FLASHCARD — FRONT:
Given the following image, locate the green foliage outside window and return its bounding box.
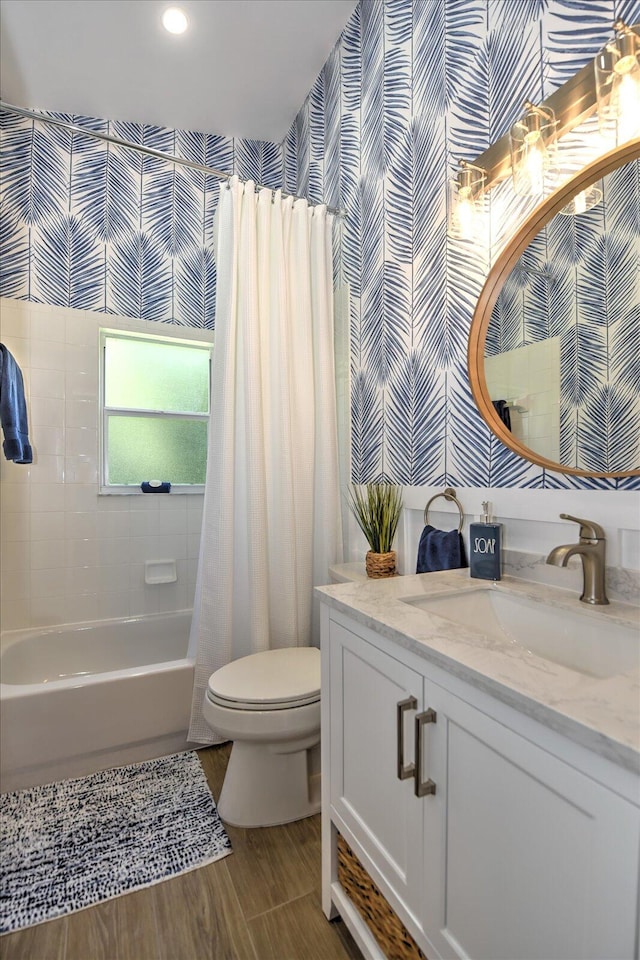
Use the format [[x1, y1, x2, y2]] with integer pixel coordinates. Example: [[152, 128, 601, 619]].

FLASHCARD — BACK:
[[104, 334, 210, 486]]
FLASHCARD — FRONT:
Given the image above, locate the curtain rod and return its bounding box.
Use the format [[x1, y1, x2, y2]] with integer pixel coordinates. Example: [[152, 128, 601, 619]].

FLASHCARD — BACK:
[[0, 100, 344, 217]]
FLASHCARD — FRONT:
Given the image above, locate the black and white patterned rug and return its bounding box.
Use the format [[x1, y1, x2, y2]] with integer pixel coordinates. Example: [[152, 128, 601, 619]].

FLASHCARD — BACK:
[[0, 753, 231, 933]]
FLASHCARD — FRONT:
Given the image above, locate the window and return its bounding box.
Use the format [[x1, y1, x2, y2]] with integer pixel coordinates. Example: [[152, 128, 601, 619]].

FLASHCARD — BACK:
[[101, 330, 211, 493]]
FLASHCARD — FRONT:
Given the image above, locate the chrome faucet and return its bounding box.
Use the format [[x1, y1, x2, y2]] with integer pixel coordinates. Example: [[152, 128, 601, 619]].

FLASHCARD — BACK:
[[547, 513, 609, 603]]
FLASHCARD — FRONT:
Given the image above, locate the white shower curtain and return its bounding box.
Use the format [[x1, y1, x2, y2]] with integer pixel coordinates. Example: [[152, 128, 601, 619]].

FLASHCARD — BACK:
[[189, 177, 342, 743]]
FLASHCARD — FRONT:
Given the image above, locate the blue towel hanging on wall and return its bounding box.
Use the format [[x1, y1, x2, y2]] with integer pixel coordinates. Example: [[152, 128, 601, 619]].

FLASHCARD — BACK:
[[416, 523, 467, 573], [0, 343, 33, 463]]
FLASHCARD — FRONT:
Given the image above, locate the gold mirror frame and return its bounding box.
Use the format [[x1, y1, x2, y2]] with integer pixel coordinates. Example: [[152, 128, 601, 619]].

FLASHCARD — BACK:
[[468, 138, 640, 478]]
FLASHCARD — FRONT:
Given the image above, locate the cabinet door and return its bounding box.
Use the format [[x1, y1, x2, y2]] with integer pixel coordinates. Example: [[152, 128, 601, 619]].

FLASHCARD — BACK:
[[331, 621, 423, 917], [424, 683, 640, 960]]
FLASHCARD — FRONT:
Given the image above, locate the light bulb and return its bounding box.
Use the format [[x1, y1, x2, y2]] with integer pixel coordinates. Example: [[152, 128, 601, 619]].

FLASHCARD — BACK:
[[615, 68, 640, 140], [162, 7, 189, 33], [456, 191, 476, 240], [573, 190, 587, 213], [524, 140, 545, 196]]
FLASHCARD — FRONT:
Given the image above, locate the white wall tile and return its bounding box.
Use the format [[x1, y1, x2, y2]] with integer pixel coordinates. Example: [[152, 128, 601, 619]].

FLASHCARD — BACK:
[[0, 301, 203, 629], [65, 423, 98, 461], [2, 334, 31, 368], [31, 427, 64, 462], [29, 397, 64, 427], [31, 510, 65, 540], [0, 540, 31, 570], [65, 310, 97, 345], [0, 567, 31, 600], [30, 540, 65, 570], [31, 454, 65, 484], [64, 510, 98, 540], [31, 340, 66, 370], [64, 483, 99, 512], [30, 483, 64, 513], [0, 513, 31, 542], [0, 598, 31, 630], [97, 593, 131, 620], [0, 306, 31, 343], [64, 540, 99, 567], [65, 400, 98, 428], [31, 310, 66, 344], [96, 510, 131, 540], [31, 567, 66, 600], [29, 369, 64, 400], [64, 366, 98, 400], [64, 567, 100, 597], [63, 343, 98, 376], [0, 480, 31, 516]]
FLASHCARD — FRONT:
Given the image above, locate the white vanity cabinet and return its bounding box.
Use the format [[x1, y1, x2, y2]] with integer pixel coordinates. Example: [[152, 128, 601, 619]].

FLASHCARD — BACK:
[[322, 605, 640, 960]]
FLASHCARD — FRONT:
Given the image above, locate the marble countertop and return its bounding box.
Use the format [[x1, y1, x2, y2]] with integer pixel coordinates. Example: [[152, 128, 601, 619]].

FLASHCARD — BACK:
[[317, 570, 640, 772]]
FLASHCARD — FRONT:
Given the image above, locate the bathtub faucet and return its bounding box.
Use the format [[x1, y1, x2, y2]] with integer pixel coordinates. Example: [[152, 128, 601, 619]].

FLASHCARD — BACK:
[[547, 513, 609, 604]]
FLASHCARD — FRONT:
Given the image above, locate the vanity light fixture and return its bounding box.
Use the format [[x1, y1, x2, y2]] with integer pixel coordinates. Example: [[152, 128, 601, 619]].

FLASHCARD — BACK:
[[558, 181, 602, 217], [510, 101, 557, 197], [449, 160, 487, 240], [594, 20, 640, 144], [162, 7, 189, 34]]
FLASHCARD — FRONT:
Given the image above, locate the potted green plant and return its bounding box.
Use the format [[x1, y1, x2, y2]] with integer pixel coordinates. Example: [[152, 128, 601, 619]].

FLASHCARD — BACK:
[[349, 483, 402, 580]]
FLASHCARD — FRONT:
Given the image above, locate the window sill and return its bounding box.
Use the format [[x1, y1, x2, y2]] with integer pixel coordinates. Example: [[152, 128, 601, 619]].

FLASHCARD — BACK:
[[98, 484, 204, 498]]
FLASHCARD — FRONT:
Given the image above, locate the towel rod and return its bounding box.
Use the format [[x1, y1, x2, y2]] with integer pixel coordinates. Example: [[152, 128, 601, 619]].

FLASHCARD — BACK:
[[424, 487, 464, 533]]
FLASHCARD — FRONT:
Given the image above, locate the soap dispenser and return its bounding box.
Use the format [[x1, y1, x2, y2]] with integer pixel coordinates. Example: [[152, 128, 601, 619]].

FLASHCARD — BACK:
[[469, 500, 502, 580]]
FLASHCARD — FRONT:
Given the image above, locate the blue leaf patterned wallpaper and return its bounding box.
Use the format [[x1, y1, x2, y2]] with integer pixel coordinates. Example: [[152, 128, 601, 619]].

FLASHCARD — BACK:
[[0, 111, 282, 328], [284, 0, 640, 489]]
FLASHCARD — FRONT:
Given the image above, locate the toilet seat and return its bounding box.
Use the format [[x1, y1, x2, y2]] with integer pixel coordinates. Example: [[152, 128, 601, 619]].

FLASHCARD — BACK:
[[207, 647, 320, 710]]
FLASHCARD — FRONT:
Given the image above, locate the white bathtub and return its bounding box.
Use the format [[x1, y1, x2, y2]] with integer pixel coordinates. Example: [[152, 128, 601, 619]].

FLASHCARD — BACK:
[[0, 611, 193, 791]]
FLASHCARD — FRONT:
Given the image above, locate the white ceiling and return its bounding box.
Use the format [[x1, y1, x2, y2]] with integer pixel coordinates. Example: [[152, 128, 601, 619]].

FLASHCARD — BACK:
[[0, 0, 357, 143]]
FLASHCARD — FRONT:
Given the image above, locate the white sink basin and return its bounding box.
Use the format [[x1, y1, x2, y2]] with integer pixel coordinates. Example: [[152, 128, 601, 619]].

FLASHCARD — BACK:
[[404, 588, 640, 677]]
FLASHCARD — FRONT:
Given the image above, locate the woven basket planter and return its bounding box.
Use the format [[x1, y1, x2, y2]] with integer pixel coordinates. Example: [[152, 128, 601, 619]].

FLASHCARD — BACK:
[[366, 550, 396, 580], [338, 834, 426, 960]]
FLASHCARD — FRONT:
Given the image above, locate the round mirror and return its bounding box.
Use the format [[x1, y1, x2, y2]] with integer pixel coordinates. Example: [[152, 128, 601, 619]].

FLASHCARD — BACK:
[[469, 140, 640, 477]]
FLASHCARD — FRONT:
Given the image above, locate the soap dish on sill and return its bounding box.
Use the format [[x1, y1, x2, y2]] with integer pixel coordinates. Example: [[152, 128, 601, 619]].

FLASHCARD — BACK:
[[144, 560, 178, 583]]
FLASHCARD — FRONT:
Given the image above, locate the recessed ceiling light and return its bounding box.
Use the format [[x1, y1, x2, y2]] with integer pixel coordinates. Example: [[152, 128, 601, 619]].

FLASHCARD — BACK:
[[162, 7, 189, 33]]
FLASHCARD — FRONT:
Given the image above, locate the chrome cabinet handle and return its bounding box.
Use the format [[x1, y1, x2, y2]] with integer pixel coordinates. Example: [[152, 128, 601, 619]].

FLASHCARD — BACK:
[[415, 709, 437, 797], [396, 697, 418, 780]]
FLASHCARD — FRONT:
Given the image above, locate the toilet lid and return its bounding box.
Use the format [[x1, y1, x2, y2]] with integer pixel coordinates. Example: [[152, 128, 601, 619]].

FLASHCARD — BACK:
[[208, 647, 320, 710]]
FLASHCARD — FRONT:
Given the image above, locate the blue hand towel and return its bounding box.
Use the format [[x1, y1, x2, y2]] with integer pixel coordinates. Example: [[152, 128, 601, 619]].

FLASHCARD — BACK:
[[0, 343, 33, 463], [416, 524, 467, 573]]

_ _ _ _ _

Goal: Rescale the stretch of data from its start through the line containing "[[101, 330, 211, 493]]" by restating every line, requests included, with each bounding-box coordinate in the answers multiplied by 0.9 and rounded to a whole number, halves rounded up. Leave all other numbers unchanged and omit the pictures.

Exercise response:
FLASHCARD — FRONT:
Given the following image, locate the green foliage outside window and return its bounding box.
Use the format [[x1, y1, x2, y2]] with integer pixel coordinates. Example: [[152, 128, 601, 619]].

FLASHCARD — BACK:
[[94, 301, 189, 437]]
FLASHCARD — FRONT:
Given the image above, locate the curtain rod and return its bounding box.
Use the format [[x1, y1, x2, y2]] with integer pixel coordinates. Example: [[152, 128, 601, 619]].

FLASHCARD — BACK:
[[0, 90, 310, 195]]
FLASHCARD — FRONT:
Given the image above, locate the black and white patterned rug and return its bounding box.
Use the format [[x1, y1, x2, y2]] with integer pixel coordinates. Example: [[152, 128, 601, 619]].

FLASHCARD — BACK:
[[0, 678, 208, 840]]
FLASHCARD — FRONT:
Given the image above, locate the window and return its bounding box.
Use the format [[x1, y1, x2, y2]] with integer pixel coordinates. Example: [[152, 128, 601, 619]].

FLASHCARD — BACK:
[[91, 297, 190, 444]]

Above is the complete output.